- 任务说明 A -
根据页面节选,简要回答以下问题:
(i) gc的启动节点主要分为几种情况?
(ii) 在golang的实现中,主要通过什么来保证gc与程序代码并行时标记的正确性?
(iii) 在整个过程中(v1.8之后),栈空间上面的对象被标记为什么颜色?
- 任务说明 B -
请照原样抄录页面节选中从“if any stack”开始、一直到“作都开启屏障,从而提升了整个gc的效率。”为止的部分。

- 页面节选 -
+++

所有新插入的对象都标记成灰色重新接受检查。

// 用户程序添加用户
添加对象(当前下游对象slot, 新下游对象ptr) {
  //1
  if (当前下游对象slot是灰色 || 当前下游对象slot是白色) {
          标记灰色(当前下游对象slot)     //slot为被删除对象, 标记为灰色
  }
  
  //2
  当前下游对象slot = 新下游对象ptr
}

如果添加的对象为灰色,则将当前要删除的对象进行标记重新检查。

当在用户程序中使用了如上的操作之后,就可以将三色标记的过程可以和用户程序并行,并可保证垃圾回收的正确性。此时也可以使用并发的垃圾回收来提升响应,也可以分段进行垃圾回收将每一次stw的时间尽量压短一些。

在golang的实现过程中,主要通过混合写屏障来保证在gc与程序代码并行的时候,标记的正确性,

writePointer(slot, ptr):
    shade(*slot)
    if any stack is grey:
        shade(ptr)
    *slot = ptr

同时将写入待写入和写入的过程中都进行标记,从而在gc并行标记的过程完成之后不需要重新扫描各个堆栈,从而可以增量进行垃圾回收,并且在整个过程中(v1.8之后),都是栈空间不启动,堆空间启动混合写屏障,整个过程就变的效率较高,不需要停止其他的用户程序,栈空间上面的对象都是标记为黑色,堆上面的操作都开启屏障,从而提升了整个gc的效率。

golang垃圾回收过程

gc启动的三种情况

gc的启动节点主要分三种情况:

  • 后台触发,比如sysmon和forcegchelper,通过定时策略或者监控来启动gc
  • 通过runtime.GC这个函数来手动gc
  • 通过在runtime.mallogc申请内存的时候,来检查是否需要开启gc
后台启动

在后台触发的情况下主要是通过forcegchelper代码来监控原子锁是否被唤醒了

// start forcegc helper goroutine
func init() {
	go forcegchelper()

+++

- 条目记录 -
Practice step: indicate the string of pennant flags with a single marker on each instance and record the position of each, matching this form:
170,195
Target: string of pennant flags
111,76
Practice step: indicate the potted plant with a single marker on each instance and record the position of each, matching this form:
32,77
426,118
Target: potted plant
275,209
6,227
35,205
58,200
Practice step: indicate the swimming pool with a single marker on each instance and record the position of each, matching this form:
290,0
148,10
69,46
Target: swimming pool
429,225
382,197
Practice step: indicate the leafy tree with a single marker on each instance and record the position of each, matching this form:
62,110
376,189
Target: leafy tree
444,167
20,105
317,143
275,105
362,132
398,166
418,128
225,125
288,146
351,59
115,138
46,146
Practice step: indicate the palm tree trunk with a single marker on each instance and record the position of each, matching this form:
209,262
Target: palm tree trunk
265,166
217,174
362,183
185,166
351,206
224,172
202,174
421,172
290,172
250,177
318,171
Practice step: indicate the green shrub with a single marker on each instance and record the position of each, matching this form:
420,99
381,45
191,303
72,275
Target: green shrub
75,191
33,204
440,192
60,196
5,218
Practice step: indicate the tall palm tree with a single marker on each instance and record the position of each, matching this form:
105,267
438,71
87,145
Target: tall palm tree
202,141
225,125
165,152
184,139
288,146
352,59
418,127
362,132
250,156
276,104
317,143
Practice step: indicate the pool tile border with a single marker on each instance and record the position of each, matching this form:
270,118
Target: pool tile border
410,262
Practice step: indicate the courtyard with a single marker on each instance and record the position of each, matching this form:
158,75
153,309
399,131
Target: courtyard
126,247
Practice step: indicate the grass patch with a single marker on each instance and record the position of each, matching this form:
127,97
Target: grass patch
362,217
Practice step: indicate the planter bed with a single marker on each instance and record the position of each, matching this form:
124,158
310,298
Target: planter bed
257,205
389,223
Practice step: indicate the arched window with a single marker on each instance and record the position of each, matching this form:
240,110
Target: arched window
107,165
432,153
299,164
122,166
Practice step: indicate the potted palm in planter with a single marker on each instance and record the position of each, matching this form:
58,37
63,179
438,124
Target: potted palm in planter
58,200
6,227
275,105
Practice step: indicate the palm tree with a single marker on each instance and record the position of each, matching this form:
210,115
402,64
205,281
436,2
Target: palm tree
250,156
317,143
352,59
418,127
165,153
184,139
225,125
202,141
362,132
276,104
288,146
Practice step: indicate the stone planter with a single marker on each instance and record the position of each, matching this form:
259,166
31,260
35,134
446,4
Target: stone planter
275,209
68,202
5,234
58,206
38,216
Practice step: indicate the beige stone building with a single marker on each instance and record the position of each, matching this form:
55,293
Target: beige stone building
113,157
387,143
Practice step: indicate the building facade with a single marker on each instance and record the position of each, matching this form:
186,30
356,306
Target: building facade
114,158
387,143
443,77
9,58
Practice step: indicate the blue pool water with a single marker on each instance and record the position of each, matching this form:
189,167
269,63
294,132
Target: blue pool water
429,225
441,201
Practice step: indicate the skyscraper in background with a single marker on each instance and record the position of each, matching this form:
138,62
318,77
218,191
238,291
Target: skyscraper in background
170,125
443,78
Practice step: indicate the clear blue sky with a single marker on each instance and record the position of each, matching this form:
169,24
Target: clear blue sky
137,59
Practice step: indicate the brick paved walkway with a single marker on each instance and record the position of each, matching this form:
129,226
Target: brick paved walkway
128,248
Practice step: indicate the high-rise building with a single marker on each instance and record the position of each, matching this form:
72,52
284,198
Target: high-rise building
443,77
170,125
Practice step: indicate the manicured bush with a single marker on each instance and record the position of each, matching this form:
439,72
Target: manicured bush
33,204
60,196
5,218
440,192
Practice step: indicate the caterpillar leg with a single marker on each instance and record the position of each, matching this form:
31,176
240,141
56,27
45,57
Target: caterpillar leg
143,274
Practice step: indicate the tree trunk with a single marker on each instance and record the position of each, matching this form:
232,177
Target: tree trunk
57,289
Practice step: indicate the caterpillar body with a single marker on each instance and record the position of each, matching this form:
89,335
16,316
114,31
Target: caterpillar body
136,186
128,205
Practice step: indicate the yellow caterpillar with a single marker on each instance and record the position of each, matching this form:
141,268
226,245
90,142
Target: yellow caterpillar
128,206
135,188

+++

- 练习结果 A -
(i) 三种情况。
(ii) 混合写屏障。
(iii) 黑色。

- 练习结果 B -
if any stack is grey:
        shade(ptr)
    *slot = ptr

同时将写入待写入和写入的过程中都进行标记,从而在gc并行标记的过程完成之后不需要重新扫描各个堆栈,从而可以增量进行垃圾回收,并且在整个过程中(v1.8之后),都是栈空间不启动,堆空间启动混合写屏障,整个过程就变的效率较高,不需要停止其他的用户程序,栈空间上面的对象都是标记为黑色,堆上面的操作都开启屏障,从而提升了整个gc的效率。